WORK INSTRUCTION
Can you retype only the lines from the one with "Please identify the riverbank" through the final line of the material, exactly as given?

DATA SECTION
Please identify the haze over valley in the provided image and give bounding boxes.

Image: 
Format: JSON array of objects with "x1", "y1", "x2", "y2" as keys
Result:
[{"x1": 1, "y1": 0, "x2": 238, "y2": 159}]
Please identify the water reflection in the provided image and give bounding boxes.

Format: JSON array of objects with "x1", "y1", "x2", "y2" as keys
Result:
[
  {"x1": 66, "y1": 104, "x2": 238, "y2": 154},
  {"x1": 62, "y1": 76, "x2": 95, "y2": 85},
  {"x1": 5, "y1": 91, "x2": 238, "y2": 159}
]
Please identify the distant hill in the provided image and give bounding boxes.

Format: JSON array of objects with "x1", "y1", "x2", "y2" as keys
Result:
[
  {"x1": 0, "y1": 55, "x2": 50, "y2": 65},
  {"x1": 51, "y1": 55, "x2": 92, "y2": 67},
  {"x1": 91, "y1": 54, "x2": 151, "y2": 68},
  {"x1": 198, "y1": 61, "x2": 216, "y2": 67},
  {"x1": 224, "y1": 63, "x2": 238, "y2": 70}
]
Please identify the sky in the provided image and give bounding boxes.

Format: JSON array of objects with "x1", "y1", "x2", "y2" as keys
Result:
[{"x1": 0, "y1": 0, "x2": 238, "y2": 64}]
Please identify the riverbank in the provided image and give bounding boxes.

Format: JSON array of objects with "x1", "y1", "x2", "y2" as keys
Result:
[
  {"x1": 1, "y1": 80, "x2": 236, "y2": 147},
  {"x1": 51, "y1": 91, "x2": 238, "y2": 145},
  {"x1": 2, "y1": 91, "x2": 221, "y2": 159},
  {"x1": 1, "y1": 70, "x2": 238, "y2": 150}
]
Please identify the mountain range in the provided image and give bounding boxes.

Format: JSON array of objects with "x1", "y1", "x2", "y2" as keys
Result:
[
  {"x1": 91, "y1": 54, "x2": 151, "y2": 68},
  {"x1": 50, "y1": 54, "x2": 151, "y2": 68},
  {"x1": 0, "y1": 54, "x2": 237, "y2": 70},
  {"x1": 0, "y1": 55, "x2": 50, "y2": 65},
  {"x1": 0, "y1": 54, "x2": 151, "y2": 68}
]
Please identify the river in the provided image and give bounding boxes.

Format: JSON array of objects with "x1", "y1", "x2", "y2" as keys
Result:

RESULT
Please identify the riverbank in the provided image and give bounding boxes.

Format: JSON array of objects with "x1", "y1", "x2", "y2" as keys
Result:
[
  {"x1": 1, "y1": 80, "x2": 236, "y2": 147},
  {"x1": 51, "y1": 91, "x2": 238, "y2": 145},
  {"x1": 2, "y1": 91, "x2": 221, "y2": 159},
  {"x1": 1, "y1": 70, "x2": 238, "y2": 150}
]
Please identify the mountain range in the provided image and give bounding boxes.

Format: JSON array of objects with "x1", "y1", "x2", "y2" as keys
Result:
[
  {"x1": 91, "y1": 54, "x2": 151, "y2": 68},
  {"x1": 50, "y1": 54, "x2": 151, "y2": 68},
  {"x1": 0, "y1": 54, "x2": 237, "y2": 70},
  {"x1": 0, "y1": 55, "x2": 50, "y2": 65},
  {"x1": 0, "y1": 54, "x2": 151, "y2": 68}
]
Please identify the river in the provided image and give bounding boxes.

Format: JSON array of objects with "x1", "y1", "x2", "y2" as keys
Result:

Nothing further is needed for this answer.